WHAT YOU HAVE TO DO: In the material below, the required lines run from the one containing "pixel 1234 753" through the one containing "Category: the blurred spectator in background". Copy those lines exactly, ends included, and nothing else.

*** Begin section ***

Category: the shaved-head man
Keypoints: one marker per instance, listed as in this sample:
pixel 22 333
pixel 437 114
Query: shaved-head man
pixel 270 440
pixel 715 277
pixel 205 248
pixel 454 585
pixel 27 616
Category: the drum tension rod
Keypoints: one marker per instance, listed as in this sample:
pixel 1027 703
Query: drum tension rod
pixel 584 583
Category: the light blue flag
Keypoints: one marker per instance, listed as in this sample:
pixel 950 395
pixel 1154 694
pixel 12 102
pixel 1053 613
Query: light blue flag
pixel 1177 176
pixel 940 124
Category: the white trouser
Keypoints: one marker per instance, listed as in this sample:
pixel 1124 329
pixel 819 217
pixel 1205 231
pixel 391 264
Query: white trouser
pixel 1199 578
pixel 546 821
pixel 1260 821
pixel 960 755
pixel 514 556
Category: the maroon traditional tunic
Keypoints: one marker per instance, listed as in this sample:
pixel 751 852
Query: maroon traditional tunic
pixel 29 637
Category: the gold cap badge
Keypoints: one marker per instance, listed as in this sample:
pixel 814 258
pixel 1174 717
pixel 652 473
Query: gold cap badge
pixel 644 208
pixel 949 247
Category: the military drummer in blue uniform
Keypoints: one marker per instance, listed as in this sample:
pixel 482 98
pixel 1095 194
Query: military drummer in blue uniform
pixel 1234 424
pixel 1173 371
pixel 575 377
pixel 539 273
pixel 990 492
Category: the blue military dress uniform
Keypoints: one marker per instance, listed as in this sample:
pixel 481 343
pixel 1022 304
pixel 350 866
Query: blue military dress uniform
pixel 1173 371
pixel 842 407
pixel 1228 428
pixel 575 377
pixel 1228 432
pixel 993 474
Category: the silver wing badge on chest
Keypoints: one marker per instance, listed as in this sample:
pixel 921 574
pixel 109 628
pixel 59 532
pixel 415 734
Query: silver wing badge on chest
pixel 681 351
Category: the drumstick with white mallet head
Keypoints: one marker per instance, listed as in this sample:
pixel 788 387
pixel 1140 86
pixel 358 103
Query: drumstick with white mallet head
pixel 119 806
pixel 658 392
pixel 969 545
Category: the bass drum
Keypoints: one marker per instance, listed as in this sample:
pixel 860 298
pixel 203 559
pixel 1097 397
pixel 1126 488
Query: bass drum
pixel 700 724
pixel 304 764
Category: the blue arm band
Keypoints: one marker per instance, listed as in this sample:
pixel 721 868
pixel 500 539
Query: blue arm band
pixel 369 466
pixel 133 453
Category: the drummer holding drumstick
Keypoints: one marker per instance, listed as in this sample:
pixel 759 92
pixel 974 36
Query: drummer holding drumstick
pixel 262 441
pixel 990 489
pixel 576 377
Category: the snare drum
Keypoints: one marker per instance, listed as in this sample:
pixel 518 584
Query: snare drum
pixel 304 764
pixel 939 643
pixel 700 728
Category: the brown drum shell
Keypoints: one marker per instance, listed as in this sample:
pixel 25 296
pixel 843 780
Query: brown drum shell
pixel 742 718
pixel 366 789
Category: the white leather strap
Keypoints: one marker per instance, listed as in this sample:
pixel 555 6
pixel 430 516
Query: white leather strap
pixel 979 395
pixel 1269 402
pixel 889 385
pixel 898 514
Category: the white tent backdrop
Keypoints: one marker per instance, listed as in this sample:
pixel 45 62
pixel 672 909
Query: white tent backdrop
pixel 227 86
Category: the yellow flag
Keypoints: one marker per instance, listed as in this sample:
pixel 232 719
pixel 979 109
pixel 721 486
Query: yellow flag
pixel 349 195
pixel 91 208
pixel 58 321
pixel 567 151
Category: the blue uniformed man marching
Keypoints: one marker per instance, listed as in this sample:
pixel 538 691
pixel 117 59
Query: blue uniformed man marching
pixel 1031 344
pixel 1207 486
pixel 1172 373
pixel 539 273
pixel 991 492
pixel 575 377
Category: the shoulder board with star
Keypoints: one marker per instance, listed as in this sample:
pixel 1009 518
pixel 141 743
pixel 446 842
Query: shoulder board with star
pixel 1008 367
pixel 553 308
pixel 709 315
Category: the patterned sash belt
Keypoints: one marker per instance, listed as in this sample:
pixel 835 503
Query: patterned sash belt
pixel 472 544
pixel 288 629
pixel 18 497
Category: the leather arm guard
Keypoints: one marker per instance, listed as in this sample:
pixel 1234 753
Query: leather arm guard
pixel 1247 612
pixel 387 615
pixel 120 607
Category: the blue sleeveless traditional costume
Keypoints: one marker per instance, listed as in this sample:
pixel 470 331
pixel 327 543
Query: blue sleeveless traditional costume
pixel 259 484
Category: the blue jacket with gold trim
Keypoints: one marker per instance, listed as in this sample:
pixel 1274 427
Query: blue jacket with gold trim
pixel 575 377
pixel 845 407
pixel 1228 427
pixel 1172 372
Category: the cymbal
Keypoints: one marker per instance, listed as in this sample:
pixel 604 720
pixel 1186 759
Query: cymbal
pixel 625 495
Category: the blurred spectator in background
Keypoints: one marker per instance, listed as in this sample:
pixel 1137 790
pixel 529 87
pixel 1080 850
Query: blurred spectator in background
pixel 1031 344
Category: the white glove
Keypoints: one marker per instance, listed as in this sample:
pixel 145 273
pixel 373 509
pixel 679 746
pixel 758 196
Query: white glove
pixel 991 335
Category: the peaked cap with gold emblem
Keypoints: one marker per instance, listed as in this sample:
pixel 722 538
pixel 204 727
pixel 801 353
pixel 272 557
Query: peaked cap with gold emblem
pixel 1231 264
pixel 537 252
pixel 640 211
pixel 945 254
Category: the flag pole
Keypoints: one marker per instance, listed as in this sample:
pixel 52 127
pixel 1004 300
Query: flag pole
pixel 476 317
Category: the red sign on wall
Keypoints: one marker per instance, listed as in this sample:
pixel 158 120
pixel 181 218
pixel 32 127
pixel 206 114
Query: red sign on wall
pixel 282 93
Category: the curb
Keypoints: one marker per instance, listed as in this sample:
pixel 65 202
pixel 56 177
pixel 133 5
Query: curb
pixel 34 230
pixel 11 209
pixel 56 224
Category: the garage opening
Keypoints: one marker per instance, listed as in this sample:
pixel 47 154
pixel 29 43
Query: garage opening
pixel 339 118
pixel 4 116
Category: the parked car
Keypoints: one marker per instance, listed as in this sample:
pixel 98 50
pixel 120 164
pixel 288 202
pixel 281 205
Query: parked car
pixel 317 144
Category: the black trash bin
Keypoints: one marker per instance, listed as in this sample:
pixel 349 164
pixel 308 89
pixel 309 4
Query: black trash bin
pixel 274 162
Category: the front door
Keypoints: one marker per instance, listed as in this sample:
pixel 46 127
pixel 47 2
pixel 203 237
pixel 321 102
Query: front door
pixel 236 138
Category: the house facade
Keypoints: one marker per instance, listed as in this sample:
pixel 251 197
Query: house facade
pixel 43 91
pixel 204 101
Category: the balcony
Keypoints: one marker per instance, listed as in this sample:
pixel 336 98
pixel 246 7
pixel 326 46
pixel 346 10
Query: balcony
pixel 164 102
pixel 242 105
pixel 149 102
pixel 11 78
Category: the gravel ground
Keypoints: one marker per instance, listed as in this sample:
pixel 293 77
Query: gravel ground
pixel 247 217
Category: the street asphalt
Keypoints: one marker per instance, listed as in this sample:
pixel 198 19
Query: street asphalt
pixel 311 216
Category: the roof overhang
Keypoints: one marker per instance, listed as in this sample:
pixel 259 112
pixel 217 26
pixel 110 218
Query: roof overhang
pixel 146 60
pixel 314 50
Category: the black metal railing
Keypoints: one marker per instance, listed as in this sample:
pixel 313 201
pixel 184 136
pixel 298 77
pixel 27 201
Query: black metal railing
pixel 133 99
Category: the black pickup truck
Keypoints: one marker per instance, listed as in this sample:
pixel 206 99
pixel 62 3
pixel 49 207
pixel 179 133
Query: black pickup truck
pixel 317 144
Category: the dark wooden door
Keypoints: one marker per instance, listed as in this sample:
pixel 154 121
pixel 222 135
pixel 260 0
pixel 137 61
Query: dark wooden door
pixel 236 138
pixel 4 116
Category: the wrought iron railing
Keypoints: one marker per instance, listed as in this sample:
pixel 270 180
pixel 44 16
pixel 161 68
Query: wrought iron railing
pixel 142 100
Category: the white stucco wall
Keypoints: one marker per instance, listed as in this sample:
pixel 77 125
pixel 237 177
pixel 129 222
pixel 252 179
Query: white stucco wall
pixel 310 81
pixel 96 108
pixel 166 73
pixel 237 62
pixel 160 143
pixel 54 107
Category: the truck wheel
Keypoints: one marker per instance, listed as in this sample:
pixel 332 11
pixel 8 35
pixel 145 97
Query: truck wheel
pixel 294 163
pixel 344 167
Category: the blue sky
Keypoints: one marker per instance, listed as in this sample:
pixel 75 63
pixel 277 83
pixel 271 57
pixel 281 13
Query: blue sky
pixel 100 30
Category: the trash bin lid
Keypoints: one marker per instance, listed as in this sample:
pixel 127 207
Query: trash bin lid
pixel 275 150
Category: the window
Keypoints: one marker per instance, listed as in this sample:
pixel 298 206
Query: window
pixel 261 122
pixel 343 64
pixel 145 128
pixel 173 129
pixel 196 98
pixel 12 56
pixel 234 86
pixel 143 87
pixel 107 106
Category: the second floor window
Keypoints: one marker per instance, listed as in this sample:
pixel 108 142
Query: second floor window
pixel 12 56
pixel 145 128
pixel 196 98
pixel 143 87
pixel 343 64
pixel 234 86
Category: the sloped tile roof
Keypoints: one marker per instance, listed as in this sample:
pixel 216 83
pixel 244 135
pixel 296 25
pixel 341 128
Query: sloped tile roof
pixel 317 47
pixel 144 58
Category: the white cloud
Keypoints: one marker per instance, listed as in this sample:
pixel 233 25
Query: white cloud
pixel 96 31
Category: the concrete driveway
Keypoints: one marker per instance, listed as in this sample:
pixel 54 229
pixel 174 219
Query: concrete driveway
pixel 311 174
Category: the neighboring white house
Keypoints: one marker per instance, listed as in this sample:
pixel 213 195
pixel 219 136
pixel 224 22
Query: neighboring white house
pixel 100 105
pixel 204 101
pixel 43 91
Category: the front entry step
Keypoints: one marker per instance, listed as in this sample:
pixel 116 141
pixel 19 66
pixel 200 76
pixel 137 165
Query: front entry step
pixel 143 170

*** End section ***

YOUR RESPONSE:
pixel 1234 753
Query: leather arm guard
pixel 1247 612
pixel 387 615
pixel 120 607
Category: the blue sleeveless traditional costume
Keypoints: one marker per instance, listed as in this sample:
pixel 470 331
pixel 327 543
Query: blue sleeveless traditional costume
pixel 259 484
Category: the blue jacket with gold trim
Keypoints: one marker per instance, listed as in this sample:
pixel 1274 427
Query: blue jacket with gold trim
pixel 575 377
pixel 845 407
pixel 1228 427
pixel 1172 372
Category: the cymbal
Keypoints: one marker per instance, listed as in this sample:
pixel 604 720
pixel 1186 759
Query: cymbal
pixel 625 495
Category: the blurred spectator in background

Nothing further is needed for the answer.